**Texte à lire**
========================================================================

Pascal Boris: «Le Royaume-Uni a toujours été transactionnel dans son approche avec l’UE»

Chaque semaine, le site Français à l’étranger, en partenariat avec le Cercle d’outre-Manche, discute du Brexit avec un dirigeant français actif au Royaume-Uni. Cette semaine, Pascal Boris, business angel et ex-patron de BNP Paribas au Royaume-Uni, explore les relations, passés et futures, du Royaume-Uni avec l’Europe.

Pouvez-vous vous présenter?

Pascal Boris : J’ai une vision quasi continue de l’Angleterre depuis plusieurs dizaines d’années. J’ai été témoin, lorsque j’étais étudiant à la London Business School, de la grève des mineurs britanniques de 1974 qui entraîna la mise en place de la « Three-Day Week ». Je suis ensuite revenu à Londres en 1992 au moment même du « Black Wednesday ». L’annonce de mon arrivée chez Paribas dans le Financial Times est d’ailleurs passée complètement inaperçue alors qu’on s’inquiétait, ce même jour, du retrait de la livre sterling du mécanisme de change européen. Après 15 ans à Londres où j’ai été chargé de la fusion de BNP avec Paribas, j’ai ensuite rejoint BNP Paribas en Suisse en 2007. J’ai cependant toujours gardé un pied au Royaume-Uni où j’ai beaucoup d’amis et de relations professionnelles.

========================================================================

(Entrées enregistrées)
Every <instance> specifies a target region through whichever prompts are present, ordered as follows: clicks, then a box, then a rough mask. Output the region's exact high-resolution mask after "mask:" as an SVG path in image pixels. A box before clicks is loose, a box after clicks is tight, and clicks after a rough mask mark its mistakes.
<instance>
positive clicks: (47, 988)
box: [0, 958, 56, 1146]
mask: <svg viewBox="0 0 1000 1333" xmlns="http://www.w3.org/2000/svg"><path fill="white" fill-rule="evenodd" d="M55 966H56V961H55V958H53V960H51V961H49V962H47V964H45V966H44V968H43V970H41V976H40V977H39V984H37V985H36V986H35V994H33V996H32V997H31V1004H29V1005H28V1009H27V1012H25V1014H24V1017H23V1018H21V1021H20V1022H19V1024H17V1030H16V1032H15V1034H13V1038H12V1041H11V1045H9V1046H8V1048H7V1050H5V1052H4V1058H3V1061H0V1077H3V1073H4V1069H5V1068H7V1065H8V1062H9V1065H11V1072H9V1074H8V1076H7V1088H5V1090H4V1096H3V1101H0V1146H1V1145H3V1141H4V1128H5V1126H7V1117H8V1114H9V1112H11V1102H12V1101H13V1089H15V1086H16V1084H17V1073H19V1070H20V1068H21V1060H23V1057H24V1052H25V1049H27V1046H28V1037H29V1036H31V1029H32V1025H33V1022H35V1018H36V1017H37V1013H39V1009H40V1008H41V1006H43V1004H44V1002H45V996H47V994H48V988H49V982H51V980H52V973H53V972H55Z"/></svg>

========================================================================

**Point à traiter A**
Dans l'entretien avec Pascal Boris, indiquez en quelle année il a rejoint BNP Paribas en Suisse.
**Point à traiter B**
Reprenez l'entretien avec Pascal Boris sur le Brexit là où il s'arrête et poursuivez-le.

**Corrigé A**
En 2007.

**Corrigé B**
Depuis mon départ à « la retraite », nous avons décidé avec ma femme de revenir en Angleterre où je suis désormais business angel. J’aide des jeunes start-ups à grandir. Je suis administrateur de quatre d’entre elles, deux à Londres et deux en France, et conseiller d’une cinquième en Israël. Par ailleurs, j’ai été président de la Chambre de commerce française de Grande-Bretagne de 2001 à 2007 et en suis depuis le président d’honneur. J’ai également co-fondé en 2004 avec Arnaud Vaissié, le Cercle d’outre Manche (CoM). Je suis en outre, et j’ai toujours été, assez actif dans les milieux professionnels britanniques, notamment avec la CBI (Confederation of British Industry).

Le Brexit a-t-il eu des effets sur vos activités de business angel?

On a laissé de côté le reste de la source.